**What you should do:** Each line from the one that contains "Pin the asphalt" to the end of the material must be set down exactly, and no line before it.

<<<<

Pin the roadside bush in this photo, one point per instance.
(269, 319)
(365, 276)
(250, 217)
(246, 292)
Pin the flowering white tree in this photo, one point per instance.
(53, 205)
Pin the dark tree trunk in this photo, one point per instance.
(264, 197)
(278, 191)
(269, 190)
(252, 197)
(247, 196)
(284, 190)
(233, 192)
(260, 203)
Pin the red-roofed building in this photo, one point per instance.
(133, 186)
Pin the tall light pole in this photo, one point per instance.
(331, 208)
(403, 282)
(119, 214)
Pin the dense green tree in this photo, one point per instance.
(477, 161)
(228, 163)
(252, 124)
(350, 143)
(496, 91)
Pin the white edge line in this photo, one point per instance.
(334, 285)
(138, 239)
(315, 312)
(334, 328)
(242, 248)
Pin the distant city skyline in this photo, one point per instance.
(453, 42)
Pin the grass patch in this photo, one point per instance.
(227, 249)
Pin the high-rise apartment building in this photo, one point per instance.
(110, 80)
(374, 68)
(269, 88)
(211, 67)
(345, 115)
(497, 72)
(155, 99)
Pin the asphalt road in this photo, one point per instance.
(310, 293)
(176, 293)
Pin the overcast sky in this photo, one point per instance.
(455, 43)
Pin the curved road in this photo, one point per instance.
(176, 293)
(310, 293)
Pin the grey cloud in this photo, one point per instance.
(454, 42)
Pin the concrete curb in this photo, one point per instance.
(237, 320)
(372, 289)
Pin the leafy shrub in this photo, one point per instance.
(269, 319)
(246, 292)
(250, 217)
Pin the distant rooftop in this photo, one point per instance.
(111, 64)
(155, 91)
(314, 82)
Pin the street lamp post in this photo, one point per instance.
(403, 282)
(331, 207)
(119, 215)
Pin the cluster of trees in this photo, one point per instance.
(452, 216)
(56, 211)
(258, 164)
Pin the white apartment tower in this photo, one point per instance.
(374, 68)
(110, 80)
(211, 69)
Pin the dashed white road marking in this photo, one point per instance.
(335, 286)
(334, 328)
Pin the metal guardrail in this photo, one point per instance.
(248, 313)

>>>>

**Answer:**
Pin the asphalt road in this photo, one point per instance.
(310, 293)
(176, 293)
Pin the overcast sky in this photo, one point per instance.
(455, 43)
Pin the curved road in this photo, one point per instance.
(176, 293)
(310, 293)
Pin the grey cloud in this photo, one point per instance.
(454, 42)
Pin the concrete curb in this photo, one point per instance.
(237, 320)
(372, 289)
Pin the leafy shrub in this photo, one point per instance.
(269, 319)
(246, 292)
(250, 217)
Pin the distant rooftop in this photo, one point per instance.
(111, 64)
(155, 91)
(314, 82)
Pin the street lamp post in this photo, one point per instance.
(403, 282)
(331, 207)
(119, 215)
Pin the cluster of trees in this photo, one point per instance.
(452, 216)
(56, 211)
(258, 164)
Pin the white apartment tower in this photo, one point per instance.
(374, 68)
(110, 80)
(211, 69)
Pin the dashed white road marking in this photo, one point per instance.
(335, 286)
(334, 328)
Pin the metal guardrail in this photo, one point per instance.
(248, 313)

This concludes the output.